#### Selected text:

════

Under MiFID II, the order execution policy transforms from a static compliance document into a dynamic, strategic framework. Firms must engineer a system that not only outlines their approach but also provides a clear, defensible rationale for their execution choices. This requires a granular breakdown by financial instrument class, detailing the specific venues and brokers used and, critically, the factors that guide the selection process for each. A successful strategy involves creating a feedback loop where execution data continuously informs and refines the policy.

A key strategic decision is the weighting of execution factors. The directive requires firms to determine the relative importance of price, cost, speed, and likelihood of execution for different types of orders and clients. For instance, a retail client’s order in a liquid blue-chip stock might prioritize low explicit costs and price improvement.

In contrast, an institutional client’s large block order in a less liquid corporate bond would prioritize likelihood of execution and minimizing information leakage. The strategy must articulate and justify this differentiated approach, moving beyond a one-size-fits-all model.

════

#### Stated exercise 1:
Answer these questions about the MiFID II order execution passage.
(a) By what must the order execution policy be broken down in granular fashion?
(b) Which four execution factors must firms weigh in relative importance?
(c) What would an institutional client's large block order in a less liquid corporate bond prioritize?

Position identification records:
════

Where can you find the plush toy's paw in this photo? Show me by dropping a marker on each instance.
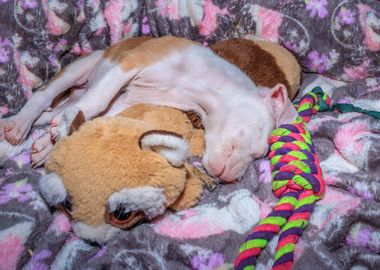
(99, 234)
(52, 189)
(191, 193)
(149, 200)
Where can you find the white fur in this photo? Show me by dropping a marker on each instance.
(174, 149)
(99, 234)
(8, 150)
(150, 200)
(52, 189)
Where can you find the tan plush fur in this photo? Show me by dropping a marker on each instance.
(103, 157)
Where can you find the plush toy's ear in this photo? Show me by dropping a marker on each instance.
(168, 144)
(284, 111)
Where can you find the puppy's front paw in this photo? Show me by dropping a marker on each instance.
(65, 123)
(40, 150)
(14, 129)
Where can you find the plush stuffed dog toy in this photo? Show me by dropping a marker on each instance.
(115, 172)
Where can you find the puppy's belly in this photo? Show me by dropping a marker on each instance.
(158, 95)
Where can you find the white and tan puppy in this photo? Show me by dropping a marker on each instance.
(238, 116)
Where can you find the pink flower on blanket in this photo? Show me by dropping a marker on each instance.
(370, 19)
(265, 172)
(362, 236)
(145, 27)
(168, 9)
(357, 72)
(4, 110)
(29, 4)
(61, 224)
(268, 22)
(317, 62)
(317, 8)
(209, 22)
(19, 190)
(55, 25)
(204, 261)
(346, 16)
(11, 247)
(352, 142)
(4, 50)
(37, 260)
(113, 15)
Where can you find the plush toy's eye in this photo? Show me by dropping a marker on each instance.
(66, 207)
(121, 215)
(124, 219)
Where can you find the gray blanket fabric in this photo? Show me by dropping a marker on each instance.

════

#### Stated exercise 2:
In the position identification records, rewrite the lines from the one containing "Where can you find the plush toy's eye" through the end of the records, inclusive, changing "marker" to "pin" and leaving everything else unchanged.

#### Task response 1:
(a) By financial instrument class.
(b) Price, cost, speed, and likelihood of execution.
(c) Likelihood of execution and minimizing information leakage.

#### Task response 2:
Where can you find the plush toy's eye in this photo? Show me by dropping a pin on each instance.
(66, 207)
(121, 215)
(124, 219)
Where can you find the gray blanket fabric in this photo? Show me by dropping a pin on each instance.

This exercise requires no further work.